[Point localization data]
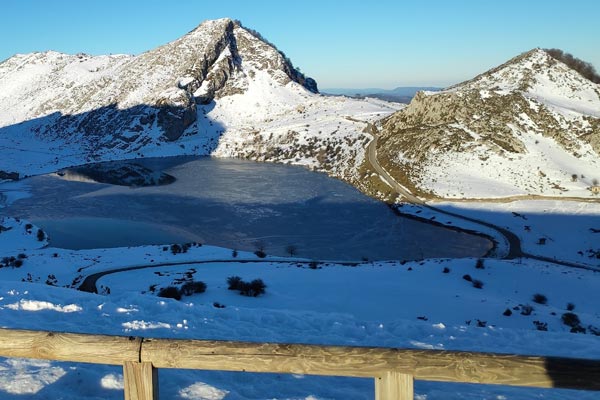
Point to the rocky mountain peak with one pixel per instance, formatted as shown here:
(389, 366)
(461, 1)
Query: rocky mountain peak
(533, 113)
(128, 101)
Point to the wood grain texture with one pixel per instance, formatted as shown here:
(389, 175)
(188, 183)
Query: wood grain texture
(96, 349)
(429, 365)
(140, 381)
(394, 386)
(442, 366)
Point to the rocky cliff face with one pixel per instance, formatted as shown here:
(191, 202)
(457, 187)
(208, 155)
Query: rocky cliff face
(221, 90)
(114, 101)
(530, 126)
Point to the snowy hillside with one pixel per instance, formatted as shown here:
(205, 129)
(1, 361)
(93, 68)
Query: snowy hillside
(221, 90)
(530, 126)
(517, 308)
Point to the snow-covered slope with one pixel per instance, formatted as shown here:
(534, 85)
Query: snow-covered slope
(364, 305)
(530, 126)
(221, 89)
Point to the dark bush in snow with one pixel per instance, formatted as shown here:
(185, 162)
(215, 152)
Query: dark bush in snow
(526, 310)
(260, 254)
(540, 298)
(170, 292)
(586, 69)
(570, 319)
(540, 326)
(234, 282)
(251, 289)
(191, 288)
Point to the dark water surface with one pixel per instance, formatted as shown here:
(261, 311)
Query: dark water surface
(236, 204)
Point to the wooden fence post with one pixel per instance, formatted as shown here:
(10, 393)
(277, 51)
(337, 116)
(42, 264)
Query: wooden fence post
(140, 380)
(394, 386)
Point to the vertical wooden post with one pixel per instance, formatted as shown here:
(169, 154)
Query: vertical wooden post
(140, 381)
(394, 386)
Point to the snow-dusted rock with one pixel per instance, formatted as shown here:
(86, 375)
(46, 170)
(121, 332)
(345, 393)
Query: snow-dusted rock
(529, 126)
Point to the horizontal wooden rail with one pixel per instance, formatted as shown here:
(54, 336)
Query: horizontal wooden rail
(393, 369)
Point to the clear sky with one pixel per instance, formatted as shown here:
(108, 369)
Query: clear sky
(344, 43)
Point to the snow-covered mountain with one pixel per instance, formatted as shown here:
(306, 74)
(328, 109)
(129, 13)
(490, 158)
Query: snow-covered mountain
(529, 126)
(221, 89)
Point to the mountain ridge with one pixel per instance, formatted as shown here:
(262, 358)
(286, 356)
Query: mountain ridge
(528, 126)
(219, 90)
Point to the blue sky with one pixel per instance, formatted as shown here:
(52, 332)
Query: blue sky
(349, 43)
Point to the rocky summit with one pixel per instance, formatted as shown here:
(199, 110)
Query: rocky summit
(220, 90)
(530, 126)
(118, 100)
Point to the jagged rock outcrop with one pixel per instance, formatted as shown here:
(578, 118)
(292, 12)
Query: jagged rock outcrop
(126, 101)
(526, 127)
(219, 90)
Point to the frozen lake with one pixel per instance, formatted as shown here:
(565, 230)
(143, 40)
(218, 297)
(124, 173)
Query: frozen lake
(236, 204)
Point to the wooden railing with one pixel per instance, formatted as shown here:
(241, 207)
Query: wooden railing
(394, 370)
...
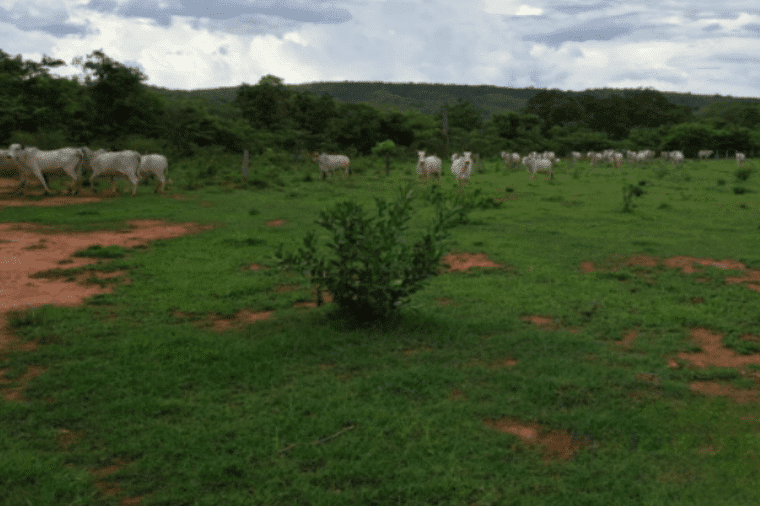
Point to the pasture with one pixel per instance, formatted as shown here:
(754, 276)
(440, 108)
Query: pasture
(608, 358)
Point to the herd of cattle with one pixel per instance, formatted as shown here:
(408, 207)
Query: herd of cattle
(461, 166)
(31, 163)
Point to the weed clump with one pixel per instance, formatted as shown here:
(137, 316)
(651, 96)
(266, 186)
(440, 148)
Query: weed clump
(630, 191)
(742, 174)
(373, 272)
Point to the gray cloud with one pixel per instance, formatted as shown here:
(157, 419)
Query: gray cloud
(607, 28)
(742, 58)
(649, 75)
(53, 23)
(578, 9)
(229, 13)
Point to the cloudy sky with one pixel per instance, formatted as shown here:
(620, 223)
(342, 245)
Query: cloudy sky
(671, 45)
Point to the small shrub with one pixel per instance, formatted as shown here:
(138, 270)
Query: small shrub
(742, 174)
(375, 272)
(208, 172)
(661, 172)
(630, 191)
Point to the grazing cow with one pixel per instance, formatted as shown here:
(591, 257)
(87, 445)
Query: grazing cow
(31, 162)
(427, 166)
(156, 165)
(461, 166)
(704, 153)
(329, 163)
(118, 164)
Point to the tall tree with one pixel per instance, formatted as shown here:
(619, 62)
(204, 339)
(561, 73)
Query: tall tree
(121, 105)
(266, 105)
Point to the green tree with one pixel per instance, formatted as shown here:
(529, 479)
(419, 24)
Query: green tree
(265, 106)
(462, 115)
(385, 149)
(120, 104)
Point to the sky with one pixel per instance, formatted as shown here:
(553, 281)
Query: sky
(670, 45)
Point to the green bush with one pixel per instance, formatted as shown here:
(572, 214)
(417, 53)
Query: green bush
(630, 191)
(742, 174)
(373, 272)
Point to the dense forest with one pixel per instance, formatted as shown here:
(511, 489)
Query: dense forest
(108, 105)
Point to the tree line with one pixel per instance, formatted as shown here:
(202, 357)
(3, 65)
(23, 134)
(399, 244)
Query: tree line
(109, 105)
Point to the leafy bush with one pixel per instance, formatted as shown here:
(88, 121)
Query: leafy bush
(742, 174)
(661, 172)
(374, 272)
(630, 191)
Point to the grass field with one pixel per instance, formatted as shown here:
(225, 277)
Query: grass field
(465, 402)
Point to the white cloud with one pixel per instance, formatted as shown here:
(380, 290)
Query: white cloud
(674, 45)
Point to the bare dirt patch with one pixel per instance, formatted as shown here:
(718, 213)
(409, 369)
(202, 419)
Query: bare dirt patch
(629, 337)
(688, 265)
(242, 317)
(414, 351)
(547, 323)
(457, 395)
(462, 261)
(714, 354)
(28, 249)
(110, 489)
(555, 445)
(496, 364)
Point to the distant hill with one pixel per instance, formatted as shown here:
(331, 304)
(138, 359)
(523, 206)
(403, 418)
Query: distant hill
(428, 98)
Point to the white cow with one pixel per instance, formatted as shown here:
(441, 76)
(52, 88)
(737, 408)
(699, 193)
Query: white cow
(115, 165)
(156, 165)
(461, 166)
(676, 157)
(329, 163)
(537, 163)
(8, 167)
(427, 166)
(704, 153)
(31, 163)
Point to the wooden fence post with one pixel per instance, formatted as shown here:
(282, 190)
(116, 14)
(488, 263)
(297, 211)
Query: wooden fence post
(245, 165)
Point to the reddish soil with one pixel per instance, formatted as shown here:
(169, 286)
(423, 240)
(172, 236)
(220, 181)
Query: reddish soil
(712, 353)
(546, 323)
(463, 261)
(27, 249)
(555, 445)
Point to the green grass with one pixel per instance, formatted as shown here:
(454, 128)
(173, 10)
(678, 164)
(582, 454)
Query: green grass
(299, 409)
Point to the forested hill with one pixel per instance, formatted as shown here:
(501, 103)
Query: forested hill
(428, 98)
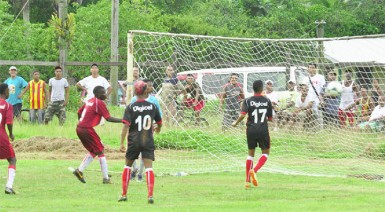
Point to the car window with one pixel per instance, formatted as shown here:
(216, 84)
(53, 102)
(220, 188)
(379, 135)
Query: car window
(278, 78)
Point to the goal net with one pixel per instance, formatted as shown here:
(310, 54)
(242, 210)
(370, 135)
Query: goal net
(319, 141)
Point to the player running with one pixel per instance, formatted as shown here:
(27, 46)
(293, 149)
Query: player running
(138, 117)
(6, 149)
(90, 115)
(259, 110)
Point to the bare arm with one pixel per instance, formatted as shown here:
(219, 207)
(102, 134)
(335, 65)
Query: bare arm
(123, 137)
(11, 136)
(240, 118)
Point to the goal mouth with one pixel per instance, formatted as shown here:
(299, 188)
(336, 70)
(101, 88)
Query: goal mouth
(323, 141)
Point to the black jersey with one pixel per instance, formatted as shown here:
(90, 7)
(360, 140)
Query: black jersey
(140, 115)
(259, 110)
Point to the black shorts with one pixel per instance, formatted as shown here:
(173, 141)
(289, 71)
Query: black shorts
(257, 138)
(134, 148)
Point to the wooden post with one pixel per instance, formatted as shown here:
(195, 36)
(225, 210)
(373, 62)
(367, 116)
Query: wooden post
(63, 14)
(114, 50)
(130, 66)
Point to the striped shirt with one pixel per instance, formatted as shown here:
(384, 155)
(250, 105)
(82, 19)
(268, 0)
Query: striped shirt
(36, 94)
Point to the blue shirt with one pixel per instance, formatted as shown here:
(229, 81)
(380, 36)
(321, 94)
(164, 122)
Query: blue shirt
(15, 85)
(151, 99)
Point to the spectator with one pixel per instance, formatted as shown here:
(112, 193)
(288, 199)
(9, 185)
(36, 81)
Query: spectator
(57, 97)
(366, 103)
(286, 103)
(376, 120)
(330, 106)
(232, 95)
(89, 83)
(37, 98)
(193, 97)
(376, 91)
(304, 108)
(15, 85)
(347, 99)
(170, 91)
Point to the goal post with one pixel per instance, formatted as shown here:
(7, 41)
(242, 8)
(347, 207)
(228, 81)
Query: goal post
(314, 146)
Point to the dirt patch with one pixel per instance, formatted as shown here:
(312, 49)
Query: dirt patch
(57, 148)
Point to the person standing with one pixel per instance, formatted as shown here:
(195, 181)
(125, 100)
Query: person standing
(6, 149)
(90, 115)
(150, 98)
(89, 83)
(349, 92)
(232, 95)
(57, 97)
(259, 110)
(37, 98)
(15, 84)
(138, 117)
* * *
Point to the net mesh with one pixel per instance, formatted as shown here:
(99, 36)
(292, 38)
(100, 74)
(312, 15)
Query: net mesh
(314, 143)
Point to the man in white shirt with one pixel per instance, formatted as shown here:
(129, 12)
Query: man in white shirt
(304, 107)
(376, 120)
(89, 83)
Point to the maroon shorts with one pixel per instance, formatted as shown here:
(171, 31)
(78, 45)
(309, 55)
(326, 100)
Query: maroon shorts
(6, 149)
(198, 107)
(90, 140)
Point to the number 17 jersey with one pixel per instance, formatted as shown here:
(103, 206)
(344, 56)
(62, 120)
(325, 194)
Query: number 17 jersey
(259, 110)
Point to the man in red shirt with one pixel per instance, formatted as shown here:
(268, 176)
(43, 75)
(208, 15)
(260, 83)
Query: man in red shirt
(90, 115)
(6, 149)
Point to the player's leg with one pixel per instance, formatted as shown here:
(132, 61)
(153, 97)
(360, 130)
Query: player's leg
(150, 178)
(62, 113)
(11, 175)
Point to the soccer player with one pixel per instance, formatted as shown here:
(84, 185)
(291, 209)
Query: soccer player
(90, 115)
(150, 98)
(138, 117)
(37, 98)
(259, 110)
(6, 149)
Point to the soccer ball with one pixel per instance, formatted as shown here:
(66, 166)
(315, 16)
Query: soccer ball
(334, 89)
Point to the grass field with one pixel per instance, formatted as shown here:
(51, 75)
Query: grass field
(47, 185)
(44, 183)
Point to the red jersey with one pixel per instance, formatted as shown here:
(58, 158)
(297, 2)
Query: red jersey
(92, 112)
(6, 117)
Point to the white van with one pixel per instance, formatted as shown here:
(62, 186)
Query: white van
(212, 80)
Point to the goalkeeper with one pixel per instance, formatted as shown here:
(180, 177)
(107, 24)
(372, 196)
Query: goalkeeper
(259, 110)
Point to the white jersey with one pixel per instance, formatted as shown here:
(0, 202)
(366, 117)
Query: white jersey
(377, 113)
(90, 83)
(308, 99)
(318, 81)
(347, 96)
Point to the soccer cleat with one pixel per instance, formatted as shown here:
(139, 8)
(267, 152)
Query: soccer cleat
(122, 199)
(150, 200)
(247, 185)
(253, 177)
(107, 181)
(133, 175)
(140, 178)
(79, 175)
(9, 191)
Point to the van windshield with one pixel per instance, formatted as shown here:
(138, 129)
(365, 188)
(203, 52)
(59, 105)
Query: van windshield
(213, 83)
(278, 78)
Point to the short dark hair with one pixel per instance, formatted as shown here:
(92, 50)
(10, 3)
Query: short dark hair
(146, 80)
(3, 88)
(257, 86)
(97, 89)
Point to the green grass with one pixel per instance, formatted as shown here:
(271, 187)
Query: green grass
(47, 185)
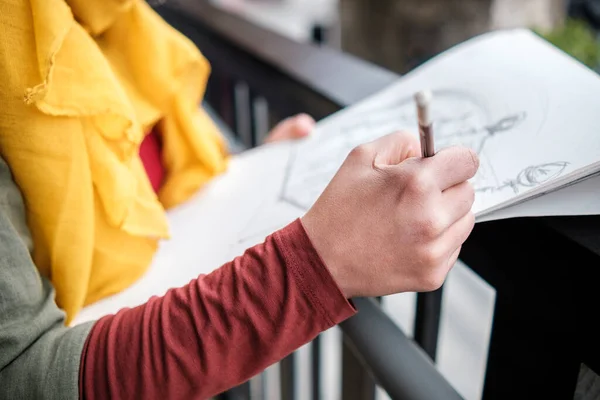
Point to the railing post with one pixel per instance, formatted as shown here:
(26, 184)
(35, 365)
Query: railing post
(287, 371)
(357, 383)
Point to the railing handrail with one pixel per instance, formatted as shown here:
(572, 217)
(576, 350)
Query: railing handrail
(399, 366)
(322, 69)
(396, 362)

WHAT YOU WILL DO
In the data above, retype exactly and only the lines between the one holding "Point to the green tree" and the one holding "Point to the white cloud", inclusive.

RESPONSE
Point to the green tree with one pixel per instance, formatted as shown here:
(529, 479)
(419, 24)
Query: green tree
(265, 106)
(462, 115)
(385, 149)
(120, 104)
Point to the sky with one pixel per instance, formatted as shown here:
(553, 281)
Query: sky
(670, 45)
Point to the green bush with one pixel per instance, formatted as shown here:
(572, 214)
(417, 53)
Query: green bush
(630, 191)
(742, 174)
(373, 272)
Point to the dense forest with one pixel per instance, formatted as shown here:
(511, 489)
Query: dense forest
(108, 105)
Point to the tree line with one pixel per instance, formatted as shown here:
(202, 357)
(3, 65)
(23, 134)
(399, 244)
Query: tree line
(109, 105)
Point to the leafy bush with one pixel per instance, formatted as shown here:
(88, 121)
Query: leafy bush
(742, 174)
(661, 172)
(374, 272)
(630, 191)
Point to the grass field with one pixel per instance, formatted as shown here:
(225, 277)
Query: grass field
(465, 402)
Point to the white cloud with one pixel per instance, formatted as shown here:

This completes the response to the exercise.